- [PROBLEM REQUIREMENTS]: Quote the full listing word for word.

§ §

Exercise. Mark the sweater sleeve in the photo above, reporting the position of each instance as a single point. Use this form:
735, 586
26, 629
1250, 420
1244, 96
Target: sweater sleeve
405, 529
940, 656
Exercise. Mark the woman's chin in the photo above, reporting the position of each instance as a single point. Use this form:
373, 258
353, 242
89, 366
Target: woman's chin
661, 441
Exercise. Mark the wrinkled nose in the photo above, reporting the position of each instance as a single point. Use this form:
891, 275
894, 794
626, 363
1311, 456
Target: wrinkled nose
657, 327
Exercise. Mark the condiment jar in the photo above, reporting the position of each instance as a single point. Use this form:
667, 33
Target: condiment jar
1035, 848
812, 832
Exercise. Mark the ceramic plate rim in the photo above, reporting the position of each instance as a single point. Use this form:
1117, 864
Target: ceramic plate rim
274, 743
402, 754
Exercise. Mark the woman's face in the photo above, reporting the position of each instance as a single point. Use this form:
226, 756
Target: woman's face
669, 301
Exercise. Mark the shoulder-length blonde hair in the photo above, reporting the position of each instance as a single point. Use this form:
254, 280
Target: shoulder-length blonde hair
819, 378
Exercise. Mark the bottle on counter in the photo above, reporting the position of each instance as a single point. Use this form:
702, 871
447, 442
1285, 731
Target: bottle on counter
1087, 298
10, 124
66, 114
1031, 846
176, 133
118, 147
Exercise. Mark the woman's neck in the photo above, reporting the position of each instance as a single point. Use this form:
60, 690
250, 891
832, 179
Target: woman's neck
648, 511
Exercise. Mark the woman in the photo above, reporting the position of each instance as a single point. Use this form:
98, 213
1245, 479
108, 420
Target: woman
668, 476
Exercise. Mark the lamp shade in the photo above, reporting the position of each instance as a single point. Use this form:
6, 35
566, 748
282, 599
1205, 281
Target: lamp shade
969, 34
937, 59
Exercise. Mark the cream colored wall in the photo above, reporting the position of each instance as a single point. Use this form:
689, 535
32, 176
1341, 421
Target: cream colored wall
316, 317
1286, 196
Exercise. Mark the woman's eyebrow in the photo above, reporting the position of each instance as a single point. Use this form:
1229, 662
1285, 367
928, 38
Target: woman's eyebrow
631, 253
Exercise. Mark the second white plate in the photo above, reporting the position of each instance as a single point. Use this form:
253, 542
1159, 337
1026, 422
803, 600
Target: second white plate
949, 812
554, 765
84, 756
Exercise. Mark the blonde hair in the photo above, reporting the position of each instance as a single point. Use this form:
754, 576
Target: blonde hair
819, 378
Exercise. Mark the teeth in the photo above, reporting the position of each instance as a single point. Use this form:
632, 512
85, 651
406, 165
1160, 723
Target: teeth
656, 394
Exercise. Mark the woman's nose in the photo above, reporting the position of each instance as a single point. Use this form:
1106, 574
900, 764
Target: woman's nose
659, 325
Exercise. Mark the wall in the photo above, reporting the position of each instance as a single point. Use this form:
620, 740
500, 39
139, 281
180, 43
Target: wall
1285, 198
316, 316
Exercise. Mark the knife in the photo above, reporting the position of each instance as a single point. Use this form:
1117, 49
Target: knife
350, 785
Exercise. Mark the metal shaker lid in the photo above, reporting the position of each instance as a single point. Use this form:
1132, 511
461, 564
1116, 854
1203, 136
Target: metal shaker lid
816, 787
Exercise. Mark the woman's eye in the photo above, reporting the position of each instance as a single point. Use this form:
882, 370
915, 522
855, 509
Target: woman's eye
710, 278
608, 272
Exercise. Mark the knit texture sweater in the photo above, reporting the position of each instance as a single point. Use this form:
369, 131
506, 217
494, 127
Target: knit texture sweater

§ §

- [THE RESULT]:
Exercise. Mark the sweater sleeve in the photo above, reporting the position of each instance as a single point. Use this form:
735, 586
26, 629
1250, 420
1244, 96
Target: sweater sleeve
405, 529
940, 656
Exercise. Mark the woman's chin in the photo above, reporting the position of each instance as a single point. Use this form:
373, 258
353, 242
89, 366
Target: woman's chin
661, 441
Exercise. Mark the wrinkled nose in the photo above, reporting the position of each instance as a single point. Use this form:
891, 275
894, 794
626, 363
1311, 456
Target: wrinkled nose
657, 327
Exercise. Mark the condiment jar in the photo above, reporting the position of each instance as a single point. Use this form:
667, 33
Target: condiment jar
1035, 848
812, 832
Exercise. Mark the ceramic plate rim in the photo above, reporting the position of each instance as a single point. Use this form:
1117, 864
Target: ceramic plate rim
274, 743
402, 754
Exercise. Mark the woman's face in the photo above, reporting the position of each instance as a single point. Use this form:
226, 756
Target: woman's face
669, 301
Exercise. Mark the shoulder-length blonde hair in the photo above, reporting the position of each instance as a single point. Use this form:
254, 280
Target: shoulder-length blonde hair
819, 378
Exercise. Mark the bottle on counter in the photo above, reporting the position of each instance as a single point. Use this form:
702, 871
447, 442
1285, 731
Target: bottle on counter
1087, 298
10, 124
66, 114
1031, 846
176, 133
118, 147
Exercise. Mark the woman's neck in the photo above, reporting the position of each instance as a single point. Use this form:
60, 690
250, 891
832, 179
Target: woman's neck
648, 511
Exercise. Mark the woman in the photo above, reporting the position of each instance as a single point. Use this form:
98, 213
1245, 479
108, 420
Target: woman
668, 476
Exercise. Mark the lamp shade in the photo above, reporting the position of each instance as a single point. Use this form:
6, 35
566, 748
282, 599
1205, 281
Target: lamp shade
969, 34
937, 59
Exercise. Mark the cream colored wall in the photo above, reporting the position of each instance as a single point. Use this form:
689, 535
32, 176
1341, 421
Target: cream colored wall
316, 317
1286, 196
Exercise. Mark the woman's eyebrow in the photo above, reporting the position of each instance as a single point. Use this form:
1229, 662
1285, 367
928, 38
Target: woman's eyebrow
631, 253
Exercise. Mark the second white plate in the photo above, reporting the position of each instance as a single point. Use this form:
253, 542
1159, 337
1026, 422
803, 600
Target: second white plate
949, 812
554, 765
84, 756
Exercise. Mark the blonde hair in the photo above, reporting the position of each instance as a single point. Use this form:
754, 576
Target: blonde hair
819, 378
Exercise. Mark the teeth in the photo above, reporting the position of each instance as a single point. Use this form:
632, 512
85, 651
406, 165
1160, 723
Target: teeth
656, 394
Exercise. Mark the woman's nose in the photo above, reporting the position of each instance as a single point. Use this form:
1106, 574
900, 764
Target: woman's nose
659, 325
Exercise. Mark the wall in the photo above, reporting the position of each instance as a single point. Use this form:
620, 740
500, 39
139, 281
180, 43
Target: wall
1285, 198
316, 316
Exercise. Mark the knife in the photo above, reporting the position of each instance as a single point. Use this form:
1117, 49
Target: knife
350, 785
Exercise. Mark the metal shaker lid in the photo above, reporting the position of each instance as a single point. Use this form:
1132, 511
461, 564
1116, 854
1203, 136
Target: metal shaker lid
816, 787
Exercise. Mark the woman's eye in the photo above, reporting the position of each instance as a single point. Use this form:
882, 370
915, 522
855, 509
Target: woman's eye
710, 278
608, 272
Exercise. Mark the knit texture sweater in the photo above, reporting the position of each instance as a single point. Use this form:
369, 131
506, 217
494, 127
Target: knit texture sweater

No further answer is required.